◆ Exercise instructions: Print the records again, character for character.

— start —

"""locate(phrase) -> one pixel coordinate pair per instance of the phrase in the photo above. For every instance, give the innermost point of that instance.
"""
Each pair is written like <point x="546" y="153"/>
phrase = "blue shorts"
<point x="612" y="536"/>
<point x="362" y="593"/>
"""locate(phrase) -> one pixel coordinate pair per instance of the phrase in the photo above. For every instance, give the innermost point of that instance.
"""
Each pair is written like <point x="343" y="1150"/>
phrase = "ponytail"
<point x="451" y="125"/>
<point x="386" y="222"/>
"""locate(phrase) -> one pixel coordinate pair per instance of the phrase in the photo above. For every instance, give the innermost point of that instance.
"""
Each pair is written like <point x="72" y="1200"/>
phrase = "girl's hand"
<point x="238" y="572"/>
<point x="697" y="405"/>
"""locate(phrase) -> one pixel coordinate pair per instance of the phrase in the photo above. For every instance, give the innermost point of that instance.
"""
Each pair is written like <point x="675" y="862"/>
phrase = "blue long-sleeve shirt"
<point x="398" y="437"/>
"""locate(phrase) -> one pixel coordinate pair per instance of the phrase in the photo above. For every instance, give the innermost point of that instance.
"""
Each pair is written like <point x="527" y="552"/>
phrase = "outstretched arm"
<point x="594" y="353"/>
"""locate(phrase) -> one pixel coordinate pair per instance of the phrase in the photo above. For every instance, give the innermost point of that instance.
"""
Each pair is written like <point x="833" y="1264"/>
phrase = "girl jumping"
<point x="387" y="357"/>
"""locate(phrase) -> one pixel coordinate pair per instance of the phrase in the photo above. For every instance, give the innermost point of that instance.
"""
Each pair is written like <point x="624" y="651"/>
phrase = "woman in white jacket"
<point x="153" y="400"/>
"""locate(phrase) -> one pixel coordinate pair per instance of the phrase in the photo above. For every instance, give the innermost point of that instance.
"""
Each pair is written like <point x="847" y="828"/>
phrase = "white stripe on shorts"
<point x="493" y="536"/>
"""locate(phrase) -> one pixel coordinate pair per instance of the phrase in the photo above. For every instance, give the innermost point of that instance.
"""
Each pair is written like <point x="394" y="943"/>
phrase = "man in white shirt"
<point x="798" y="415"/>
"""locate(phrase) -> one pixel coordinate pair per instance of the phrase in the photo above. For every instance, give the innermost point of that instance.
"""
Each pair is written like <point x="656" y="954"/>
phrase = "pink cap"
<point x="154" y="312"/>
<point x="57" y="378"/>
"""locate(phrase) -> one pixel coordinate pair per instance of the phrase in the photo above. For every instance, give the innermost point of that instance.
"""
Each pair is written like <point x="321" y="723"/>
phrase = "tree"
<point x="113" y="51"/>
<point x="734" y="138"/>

— end —

◆ Full answer:
"""locate(phrase) -> one pixel coordinate pair per instance of the phrase in the photo above. For every instance, give the innermost point of that instance.
"""
Each pair is written like <point x="546" y="153"/>
phrase = "blue shorts"
<point x="612" y="536"/>
<point x="362" y="593"/>
"""locate(phrase) -> one pixel coordinate pair per instance of the phrase in the photo above. For every instance, give the innermost point of that instance.
"""
Each pair is written like <point x="343" y="1150"/>
phrase = "ponytail"
<point x="451" y="125"/>
<point x="386" y="222"/>
"""locate(phrase) -> one pixel coordinate pair per instance of the phrase in the photo above. For every instance, give the innermost point of that instance.
"""
Each pair is written like <point x="72" y="1200"/>
phrase = "girl's hand"
<point x="238" y="572"/>
<point x="697" y="405"/>
"""locate(phrase) -> one pixel coordinate pair per instance of the phrase in the photo above. For every instance, give the innermost point of that instance.
"""
Each pair is written like <point x="675" y="862"/>
phrase = "blue long-sleeve shirt"
<point x="398" y="437"/>
"""locate(phrase) -> one pixel coordinate pair per instance of the phrase in the photo above. For every instance, give the innermost point of that instance.
"""
Each pair is written like <point x="527" y="552"/>
phrase = "outstretched arm"
<point x="594" y="353"/>
"""locate(phrase) -> one pixel coordinate pair per instance of the phrase in the photo above. For every instance, give the innermost point of that instance.
"""
Each pair is written like <point x="833" y="1264"/>
phrase = "girl jumping"
<point x="387" y="357"/>
"""locate(phrase) -> one pixel coordinate pair per instance of the phrase in the photo above. For every instance, give the innermost point of that instance.
"""
Each pair is written like <point x="624" y="651"/>
phrase = "woman in white jacket"
<point x="153" y="400"/>
"""locate(phrase) -> one pixel coordinate pair per instance of the phrase in the photo above. For every instance, give the innermost point of that instance.
"""
Each pair is written like <point x="847" y="828"/>
phrase = "white stripe on shorts"
<point x="493" y="536"/>
"""locate(phrase) -> one pixel coordinate pair per instance of the phrase in the photo above. For every instance, give the innermost point of that instance.
"""
Each pair is written like <point x="394" y="943"/>
phrase = "man in white shirt"
<point x="798" y="415"/>
"""locate(phrase) -> one pixel coordinate pair per instance of the phrase in the photo above. For every instance, give the innermost point of that instance.
"""
Each pair is written like <point x="656" y="954"/>
phrase = "pink cap"
<point x="154" y="312"/>
<point x="57" y="378"/>
"""locate(phrase) -> one pixel coordinate pair per instance of the phrase in the photo above. For every instance, give the innermost point of that instance.
"""
Each pair is written like <point x="321" y="723"/>
phrase = "tree"
<point x="113" y="51"/>
<point x="734" y="138"/>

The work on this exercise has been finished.